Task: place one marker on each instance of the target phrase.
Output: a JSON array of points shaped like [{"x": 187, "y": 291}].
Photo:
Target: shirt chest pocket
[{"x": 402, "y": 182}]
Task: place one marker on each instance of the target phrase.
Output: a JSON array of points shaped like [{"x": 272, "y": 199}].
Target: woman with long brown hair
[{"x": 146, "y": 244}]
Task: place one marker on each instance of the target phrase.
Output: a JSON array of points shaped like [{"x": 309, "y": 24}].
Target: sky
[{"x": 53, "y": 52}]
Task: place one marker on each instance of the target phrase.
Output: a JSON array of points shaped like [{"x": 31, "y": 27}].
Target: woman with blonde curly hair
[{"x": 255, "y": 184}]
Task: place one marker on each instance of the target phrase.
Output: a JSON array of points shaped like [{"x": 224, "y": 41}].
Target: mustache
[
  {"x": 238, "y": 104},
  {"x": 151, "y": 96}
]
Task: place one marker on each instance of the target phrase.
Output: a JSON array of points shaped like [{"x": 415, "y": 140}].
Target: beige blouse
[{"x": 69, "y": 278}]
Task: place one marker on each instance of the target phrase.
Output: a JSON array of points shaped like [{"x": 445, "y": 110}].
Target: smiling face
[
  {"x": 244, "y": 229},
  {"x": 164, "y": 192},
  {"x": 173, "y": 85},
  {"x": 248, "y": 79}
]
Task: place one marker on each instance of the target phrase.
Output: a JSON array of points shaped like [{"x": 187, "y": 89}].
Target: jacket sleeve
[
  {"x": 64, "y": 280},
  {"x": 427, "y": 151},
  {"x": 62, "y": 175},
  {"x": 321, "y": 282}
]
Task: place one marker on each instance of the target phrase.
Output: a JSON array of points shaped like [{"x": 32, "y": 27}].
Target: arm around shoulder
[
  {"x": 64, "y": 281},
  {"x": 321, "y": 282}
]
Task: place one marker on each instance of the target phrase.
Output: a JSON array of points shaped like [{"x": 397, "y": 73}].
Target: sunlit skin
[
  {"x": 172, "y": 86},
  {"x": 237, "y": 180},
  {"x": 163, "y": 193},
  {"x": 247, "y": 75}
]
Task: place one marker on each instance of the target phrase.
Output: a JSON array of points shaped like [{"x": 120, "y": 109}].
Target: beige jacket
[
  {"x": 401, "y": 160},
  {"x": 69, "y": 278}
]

==*==

EXERCISE REQUIREMENTS
Please restate the preceding entries word for word.

EXERCISE ANSWER
Task: place one marker on each instance of the target phrase.
Output: a JSON array of points shaped like [{"x": 187, "y": 291}].
Photo:
Target: shirt chest pocket
[{"x": 402, "y": 182}]
Task: place one marker on each instance of the target phrase.
Output: a JSON array of points shaped like [{"x": 272, "y": 199}].
Target: woman with long brown hair
[{"x": 146, "y": 244}]
Task: place one marker on each instance of the target phrase.
Output: a JSON array of points shaped like [{"x": 309, "y": 24}].
Target: sky
[{"x": 53, "y": 52}]
Task: place one marker on each instance of the target phrase.
Output: a JSON array of points shaped like [{"x": 31, "y": 27}].
Target: woman with blonde curly hair
[{"x": 255, "y": 184}]
Task: place one marker on each instance of the target phrase.
Output: a JSON array of points shaped like [{"x": 224, "y": 41}].
Target: mustache
[
  {"x": 238, "y": 104},
  {"x": 151, "y": 96}
]
Task: place one marker on each instance of the target phrase.
Output: a JSON array of points shaped like [{"x": 415, "y": 140}].
Target: beige blouse
[{"x": 69, "y": 278}]
Task: place one marker on each instance of the target phrase.
Output: a JSON array of points shaped like [{"x": 445, "y": 110}].
Target: smiling face
[
  {"x": 244, "y": 229},
  {"x": 164, "y": 192},
  {"x": 173, "y": 85},
  {"x": 248, "y": 79}
]
Task: place one marker on each instance of the target phrase.
Output: a JSON array of points shaped like [{"x": 187, "y": 89}].
Target: jacket sleeve
[
  {"x": 64, "y": 280},
  {"x": 427, "y": 151},
  {"x": 62, "y": 175},
  {"x": 321, "y": 282}
]
Task: place one marker on each instance of the target phrase.
Output: a JSON array of points shaped like [{"x": 32, "y": 27}].
Target: arm around shoulder
[
  {"x": 64, "y": 281},
  {"x": 321, "y": 282}
]
Task: place one marker on each instance of the target phrase.
Output: a JSON array of points shaped like [{"x": 397, "y": 73}].
Target: sunlit skin
[
  {"x": 172, "y": 86},
  {"x": 237, "y": 180},
  {"x": 163, "y": 193},
  {"x": 247, "y": 75}
]
Task: place one marker on each instance of the target phrase.
Output: a JSON array of points shaped like [{"x": 120, "y": 109}].
Target: beige jacket
[
  {"x": 401, "y": 160},
  {"x": 69, "y": 278}
]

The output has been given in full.